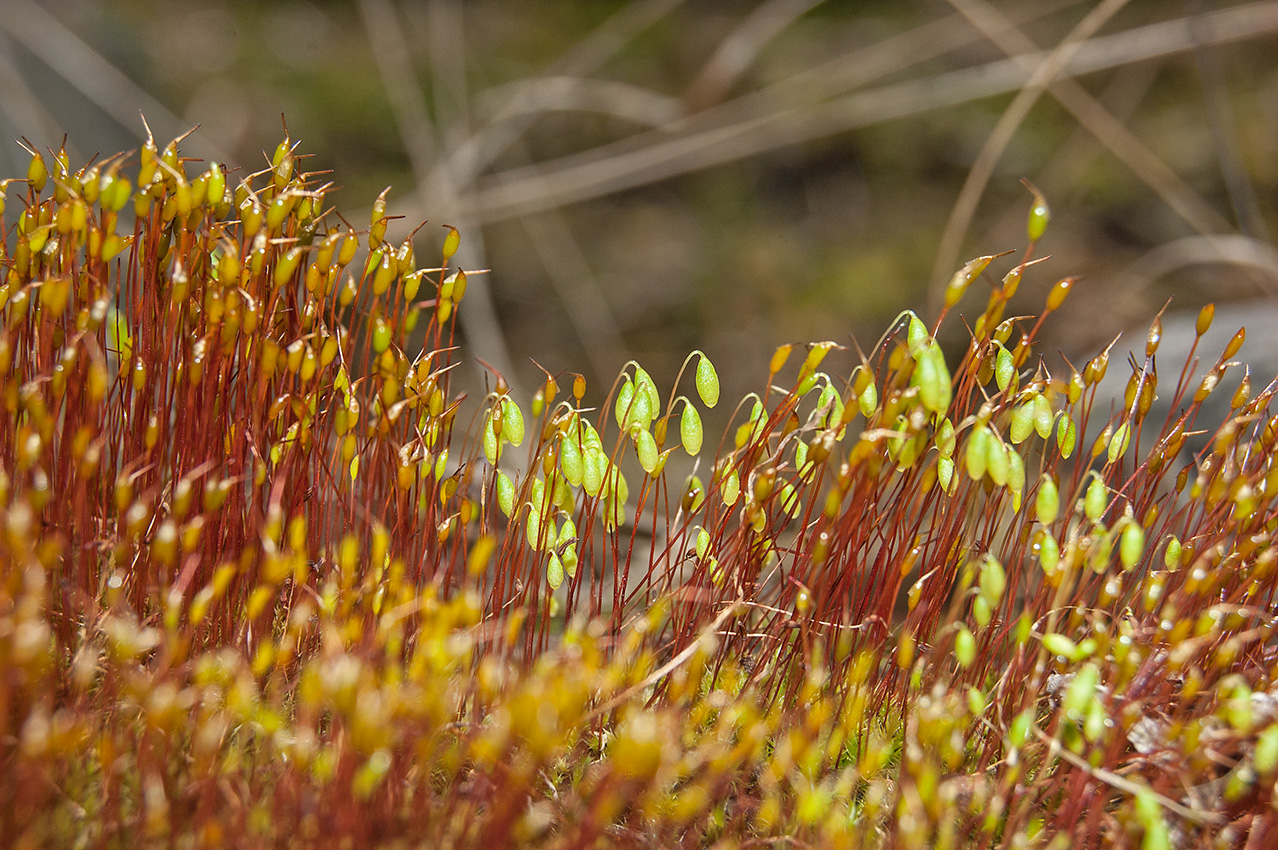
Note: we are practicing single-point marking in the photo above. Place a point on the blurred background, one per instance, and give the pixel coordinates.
(647, 177)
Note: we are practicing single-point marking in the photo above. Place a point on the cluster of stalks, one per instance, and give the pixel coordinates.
(267, 578)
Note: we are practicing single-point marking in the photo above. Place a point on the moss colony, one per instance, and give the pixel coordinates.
(270, 579)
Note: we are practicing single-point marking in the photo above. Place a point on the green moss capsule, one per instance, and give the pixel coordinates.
(707, 381)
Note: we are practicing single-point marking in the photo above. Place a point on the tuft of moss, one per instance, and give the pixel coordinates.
(267, 578)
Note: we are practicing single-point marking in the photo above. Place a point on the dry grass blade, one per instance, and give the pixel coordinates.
(1090, 114)
(602, 171)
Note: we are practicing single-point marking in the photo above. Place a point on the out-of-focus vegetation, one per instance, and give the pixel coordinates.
(649, 175)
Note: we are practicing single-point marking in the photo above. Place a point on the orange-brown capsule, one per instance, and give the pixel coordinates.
(1060, 292)
(1154, 338)
(1204, 320)
(1235, 344)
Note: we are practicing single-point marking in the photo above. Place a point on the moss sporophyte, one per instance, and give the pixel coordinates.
(270, 578)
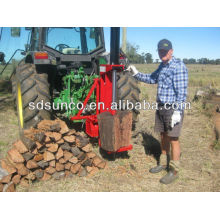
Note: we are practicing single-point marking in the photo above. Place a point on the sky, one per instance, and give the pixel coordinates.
(188, 42)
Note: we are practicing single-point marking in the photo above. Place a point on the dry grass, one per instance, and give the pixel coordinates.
(200, 166)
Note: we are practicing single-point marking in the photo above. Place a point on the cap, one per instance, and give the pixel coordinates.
(164, 44)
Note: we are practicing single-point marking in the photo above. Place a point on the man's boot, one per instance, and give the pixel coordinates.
(172, 174)
(163, 164)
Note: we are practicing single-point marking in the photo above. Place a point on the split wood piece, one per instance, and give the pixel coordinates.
(67, 155)
(87, 148)
(6, 179)
(22, 170)
(70, 139)
(68, 165)
(50, 170)
(31, 164)
(118, 128)
(81, 141)
(64, 128)
(73, 160)
(48, 156)
(39, 137)
(46, 176)
(30, 144)
(21, 148)
(15, 156)
(24, 182)
(38, 157)
(52, 147)
(96, 161)
(59, 154)
(54, 136)
(5, 164)
(75, 168)
(28, 156)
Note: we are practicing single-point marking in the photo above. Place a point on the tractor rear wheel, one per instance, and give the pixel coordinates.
(30, 87)
(128, 90)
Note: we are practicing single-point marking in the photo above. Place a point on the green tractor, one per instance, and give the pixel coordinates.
(58, 69)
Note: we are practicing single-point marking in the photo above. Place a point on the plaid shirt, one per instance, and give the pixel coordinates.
(172, 80)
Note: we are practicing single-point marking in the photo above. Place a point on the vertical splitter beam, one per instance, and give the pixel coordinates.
(114, 56)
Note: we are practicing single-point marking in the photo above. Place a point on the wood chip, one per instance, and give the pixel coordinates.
(52, 147)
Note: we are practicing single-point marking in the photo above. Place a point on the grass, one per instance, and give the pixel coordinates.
(199, 75)
(198, 162)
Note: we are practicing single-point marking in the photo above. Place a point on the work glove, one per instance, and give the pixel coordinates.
(175, 118)
(133, 70)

···

▸ WRITTEN EXERCISE
Reproduce all the data above, swapping each "single-point marking" for "point labeling" and changing nothing else. Leave the pictures out.

▸ COMPLETE RESPONSE
Note: we are practicing point labeling in the photo above. Place a point on the blurred background, one per instance, and give the pixel coordinates.
(647, 177)
Note: we are practicing point labeling in the photo above. Place a point on the cluster of stalks, one per instance, and give the pixel coordinates.
(267, 578)
Note: we are practicing point labeling in the photo above. Place a point on the moss colony, one per instance, and give the pixel coordinates.
(270, 579)
Note: we are practicing point labeling in the photo above. Place a point on the green moss capsule, one per instance, and give the pixel coordinates.
(707, 381)
Note: we are practicing point labeling in the photo above. Place a point on the tuft of moss, one per instance, and give the pixel coordinates.
(267, 578)
Note: we are practicing point labeling in the photo above. Place a point on the dry grass blade, one per instance, and give the pixel coordinates.
(1090, 114)
(602, 171)
Note: we are practicing point labeling in the photo above. Place a point on the out-of-focus vegetation, one per instance, and give the pixel coordinates.
(649, 175)
Note: we are practicing point labeling in the photo above. Place a point on the orange-brown capsule, one per instance, and give the pixel coordinates.
(1060, 292)
(1154, 338)
(1204, 320)
(1235, 344)
Note: we are practicing point labeling in the photo above. Place a point on the moss sporophyte, one per instance, and give the pixel coordinates.
(270, 578)
Note: we are practicing point labeling in the photo above. Place a point on the sky, one per instance, and give the pixel coordinates.
(188, 42)
Note: we are practicing point labeling in the photo above. Place a point on the dry grass, one per instance, and give the pixel coordinates.
(200, 166)
Note: we are practicing point labeling in the photo above. Place a point on the cap, one per instance, and give the pixel coordinates.
(164, 44)
Note: we are practicing point labeling in the photo above. Place a point on the man's boot, one per instance, and give the pixel coordinates.
(172, 174)
(163, 164)
Note: we are practicing point labeling in the photo above. Place a point on the split wood piece, one per instance, and give the pixel coordinates.
(67, 155)
(87, 148)
(6, 179)
(22, 170)
(70, 139)
(68, 165)
(50, 170)
(31, 164)
(118, 128)
(81, 141)
(64, 128)
(73, 160)
(48, 156)
(39, 137)
(46, 176)
(30, 144)
(21, 148)
(15, 156)
(24, 182)
(38, 157)
(52, 147)
(96, 161)
(59, 154)
(54, 136)
(5, 164)
(75, 168)
(28, 156)
Note: we are practicing point labeling in the photo above. Place a point on the tractor rear wheel, one per instance, and give the pixel coordinates.
(30, 87)
(128, 90)
Note: we are practicing point labeling in the photo above. Place a point on the green tractor, one per instance, and give the pixel coordinates.
(58, 69)
Note: we are practicing point labeling in the photo above. Place a point on the plaid shirt, one per instance, and give the pixel coordinates.
(172, 80)
Note: we are practicing point labeling in the photo above. Place a point on the vertical splitter beam, one per instance, and give the pixel coordinates.
(114, 56)
Note: we are practicing point labeling in the photo above. Place a point on the wood chip, one per instance, and give the pixel coordinates.
(52, 147)
Note: we are practicing point labeling in the photo above. Place a point on the grass, one per instance, and give the pixel coordinates.
(199, 75)
(198, 162)
Note: we are practicing point labeling in the photo above. Place a point on the work glove, one per instance, and give the pixel coordinates.
(175, 118)
(133, 70)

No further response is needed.